Could Alchemy Threaten The Gold Market?
During the first week of October, some interesting news came out about two Michigan State University professors who had successfully used bacteria to produce legitimate 24-carat gold from a highly toxic solution of gold chloride. It wasn't long before conspiracy theories started circulating among certain gold followers. Instead of being a global plot to devalue gold, or even a valid production option, this looks instead to be just an interesting scientific development and nothing for investors of the precious commodity to worry about.

Not Exactly New News
Perhaps the most important thing to realize about the story of "scientists using bacteria to make gold" is that it's not exactly new information. Scientists have known for a while that certain bacteria can essentially draw metals out of solutions and concentrate them into nuggets or other deposits. The same bacteria have been found on gold nuggets from sites thousands of miles apart and scientists have since figured out how the bacteria are able to "make gold."

▸ **Data section**:
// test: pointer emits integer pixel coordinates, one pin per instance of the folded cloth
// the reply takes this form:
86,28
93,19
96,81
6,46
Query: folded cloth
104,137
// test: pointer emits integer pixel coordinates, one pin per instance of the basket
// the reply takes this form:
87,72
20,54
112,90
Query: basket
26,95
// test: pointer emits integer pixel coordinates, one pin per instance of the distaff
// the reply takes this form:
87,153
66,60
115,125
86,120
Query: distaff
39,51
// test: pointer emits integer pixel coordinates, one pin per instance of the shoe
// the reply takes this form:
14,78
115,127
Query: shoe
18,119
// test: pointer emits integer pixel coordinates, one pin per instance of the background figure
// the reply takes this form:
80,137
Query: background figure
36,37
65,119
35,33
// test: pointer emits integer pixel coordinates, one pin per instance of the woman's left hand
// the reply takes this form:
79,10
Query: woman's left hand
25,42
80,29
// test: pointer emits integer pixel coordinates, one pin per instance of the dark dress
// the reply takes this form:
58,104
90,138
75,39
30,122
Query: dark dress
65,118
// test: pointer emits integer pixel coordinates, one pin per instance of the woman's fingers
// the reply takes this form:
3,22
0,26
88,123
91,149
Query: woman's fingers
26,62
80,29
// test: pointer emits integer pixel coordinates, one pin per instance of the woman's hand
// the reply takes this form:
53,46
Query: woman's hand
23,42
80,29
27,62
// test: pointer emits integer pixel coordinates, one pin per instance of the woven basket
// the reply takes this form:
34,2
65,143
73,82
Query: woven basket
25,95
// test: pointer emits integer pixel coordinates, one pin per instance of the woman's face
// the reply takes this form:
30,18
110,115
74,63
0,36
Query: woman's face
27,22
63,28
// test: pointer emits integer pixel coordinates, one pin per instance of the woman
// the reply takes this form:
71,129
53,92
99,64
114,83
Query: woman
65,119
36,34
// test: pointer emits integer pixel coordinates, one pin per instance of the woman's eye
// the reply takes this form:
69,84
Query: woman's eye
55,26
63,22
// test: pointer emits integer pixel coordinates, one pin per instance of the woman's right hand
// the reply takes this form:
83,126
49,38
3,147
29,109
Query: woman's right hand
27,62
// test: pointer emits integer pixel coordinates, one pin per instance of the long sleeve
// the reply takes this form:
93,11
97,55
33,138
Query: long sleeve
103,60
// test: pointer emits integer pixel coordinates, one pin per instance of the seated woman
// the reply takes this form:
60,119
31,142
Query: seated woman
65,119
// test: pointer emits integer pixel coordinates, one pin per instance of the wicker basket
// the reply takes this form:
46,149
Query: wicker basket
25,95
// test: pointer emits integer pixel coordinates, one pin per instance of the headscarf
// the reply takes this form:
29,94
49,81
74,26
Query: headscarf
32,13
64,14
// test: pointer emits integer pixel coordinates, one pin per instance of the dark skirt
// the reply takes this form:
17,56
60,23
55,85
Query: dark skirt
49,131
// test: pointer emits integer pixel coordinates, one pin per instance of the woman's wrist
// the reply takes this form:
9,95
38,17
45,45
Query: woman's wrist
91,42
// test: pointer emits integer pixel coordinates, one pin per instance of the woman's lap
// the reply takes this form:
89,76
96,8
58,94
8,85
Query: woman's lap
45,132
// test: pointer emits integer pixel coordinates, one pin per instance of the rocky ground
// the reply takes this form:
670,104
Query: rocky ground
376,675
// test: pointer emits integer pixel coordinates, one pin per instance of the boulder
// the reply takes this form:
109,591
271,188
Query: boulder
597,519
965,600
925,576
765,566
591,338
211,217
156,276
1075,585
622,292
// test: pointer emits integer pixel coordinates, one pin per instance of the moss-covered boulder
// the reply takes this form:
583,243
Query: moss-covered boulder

▸ **Work instructions**: Copy the text of the article about bacteria and gold word for word, starting at "Could Alchemy Threaten" and ending at "to worry about.".

▸ **Task output**:
Could Alchemy Threaten The Gold Market?
During the first week of October, some interesting news came out about two Michigan State University professors who had successfully used bacteria to produce legitimate 24-carat gold from a highly toxic solution of gold chloride. It wasn't long before conspiracy theories started circulating among certain gold followers. Instead of being a global plot to devalue gold, or even a valid production option, this looks instead to be just an interesting scientific development and nothing for investors of the precious commodity to worry about.